▶ _SELECTED EXCERPT_
::::

Authentic Lessons for 21st Century Learning

Conflict and Choice in Tangerine

Character Development

Susan Mudrick, Jane Baber | Published: February 12th, 2021 by Nanakuli Wai’anae Complex Area, Hawaii

  • Grade Level Grade Level 7th
  • Subject Subject English/Language Arts
  • Course Course
  • Time Frame Time Frame 4- class period(s)
  • Duration More 200 minutes


This lesson serves as an introduction to the novel "Tangerine" by Edward Bloor. The lesson addresses the theme of persistence in the novel by making predictions about what struggles the main character will come across and continually addressing these predictions while reading the book. The lesson's writing assessments will show how well students are able to analyze character conflict and the perspective of characters, especially if they are different from their own.

Essential Question(s)

How do a character's choices affect the development of that character?



Students view a clip from Star Wars to introduce discussion of conflict between family members.


Students are introduced to the novel Tangerine via a virtual field trip to Tangerine, Florida.


Students share what they learned about Tangerine, Florida. They then read and annotate an introduction to the novel.


Students respond to a novel prediction handout.

::::

▶ _EXTRACTED ENTRIES_
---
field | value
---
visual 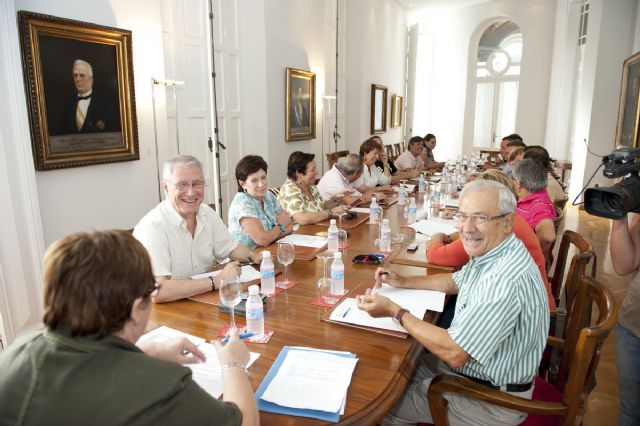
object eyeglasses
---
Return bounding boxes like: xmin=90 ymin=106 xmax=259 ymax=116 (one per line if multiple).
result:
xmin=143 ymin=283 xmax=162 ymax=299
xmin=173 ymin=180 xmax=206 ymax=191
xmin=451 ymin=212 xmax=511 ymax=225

::::

▶ _SET EXERCISE_
Resume the lesson plan on conflict and choice in Tangerine, writing on from its final sentence about the novel prediction handout.

▶ _RESULT OF THE TASK_
Students read and evaluate each other's prediction responses, and use the predictions for an anchor chart.


  • Tangerine by Edward Bloor

  • Virtual Field Trip (attached; one per student)

  • Introduction to Tangerine (attached; one per student)

  • Prediction Handout (attached; one per student)

  • Anchor Chart paper (poster paper, butcher paper, or similar)

  • Markers

  • Sticky notes (optional; one per student)


To begin, display slide 3. Invite students to engage in the I Notice, I Wonder strategy while watching the next clip. What observations can they make about the characters' choices? What questions do they have? Show the clip, ”Star Wars ‘I Am Your Father’ Scene” on slide 4.

After briefly discussing the clip, display slide 5. Pose the following questions as a writing prompt:

  • Has one of your family members ever done something bad or something you thought was wrong?

  • How did it make you feel? How did you react?

  • How did other members of your family react?

  • Did they tell them they were wrong or did they try to help?

Have students individually reflect on this prompt by writing in their notebooks for five minutes. This prompt will introduce students to thinking about the theme of family conflict and the choices that particular characters make and the consequences of those choices.

After hearing responses from a few volunteers, display the Essential Question for this lesson on slide 6: “How do a character’s choices affect the development of that character?”


Tell students that they will soon begin reading Tangerine by Edward Bloor.

Begin by previewing with students that some of the characters in the family of the main character, Paul, do bad things throughout the book. These things can (and do) cause conflict. Because of this, a focus of this lesson is character development. Display slide 7 and ask the following questions:

  • What does it mean when a character develops in a story? Use student answers here to gauge their prior knowledge.

  • Do characters always develop in a story?

  • What can affect character development?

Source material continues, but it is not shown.